DIÁRIO
‘AS BEIRAS’
COIMBRA
Edição
de 07 de Junho de 24
PROIBIÇÃO
SEM SANÇÃO…
LEI
VIOLADA, CONDUTA LEGALIZADA?
“Se bem ouvi, alguém terá
afirmado, em audiência parlamentar, que pelo simples facto de não haver na lei
sanções para a recusa de notas e moedas
com curso legal em pagamento de bens de consumo, quem assim proceda não comete
qualquer ilegalidade, antes se tem por
legal uma tal conduta.
Não há aqui uma
contradição nos termos?”
Cumpre opinar:
1. “A
partir de 1 de Janeiro de 2002, o BCE e os bancos centrais dos Estados-membros
participantes porão em circulação notas expressas em euros: essas notas… serão
as únicas notas com curso legal em todos esses Estados-membros” (Regulamento n.º
974/98: art.º 10.º)
2. “Quando
exista uma obrigação de pagamento, o curso legal das notas e moedas em euros
deve implicar:
a)

=-=-=-=-=

• TAREFA PROPOSTA:
Resuma em duas frases o texto sobre a recusa de notas e moedas com curso legal. A listagem é material à parte, independente do texto.

• EXCERTO DOS DADOS:

=-=-=-=-=

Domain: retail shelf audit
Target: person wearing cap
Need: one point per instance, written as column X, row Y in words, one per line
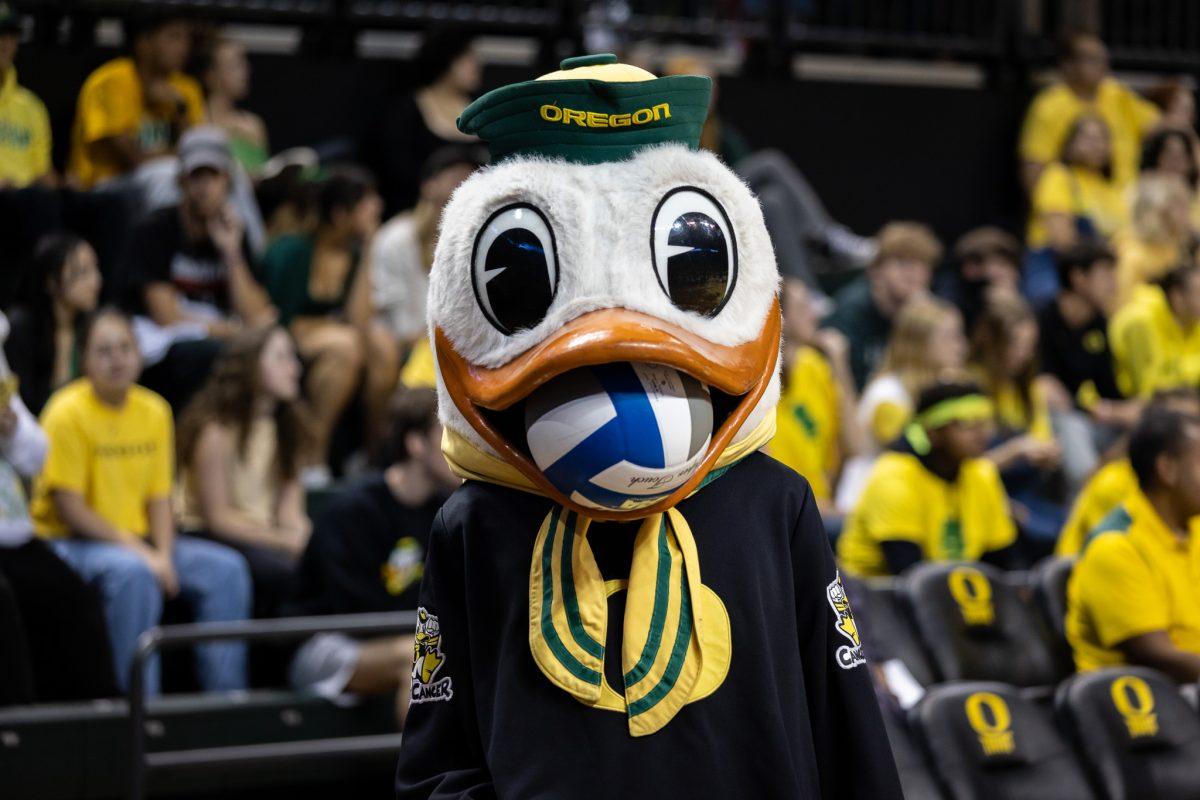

=-=-=-=-=

• SOLUÇÃO:
Pergunta-se se não há contradição nos termos na afirmação, que terá sido feita numa audiência parlamentar, de que quem recusa notas e moedas com curso legal no pagamento de bens de consumo não comete ilegalidade, por a lei não prever sanções para essa recusa. Na resposta, cita-se o Regulamento n.º 974/98, segundo o qual, a partir de 1 de janeiro de 2002, as notas em euros postas em circulação pelo BCE e pelos bancos centrais dos Estados-membros participantes seriam as únicas com curso legal nesses Estados.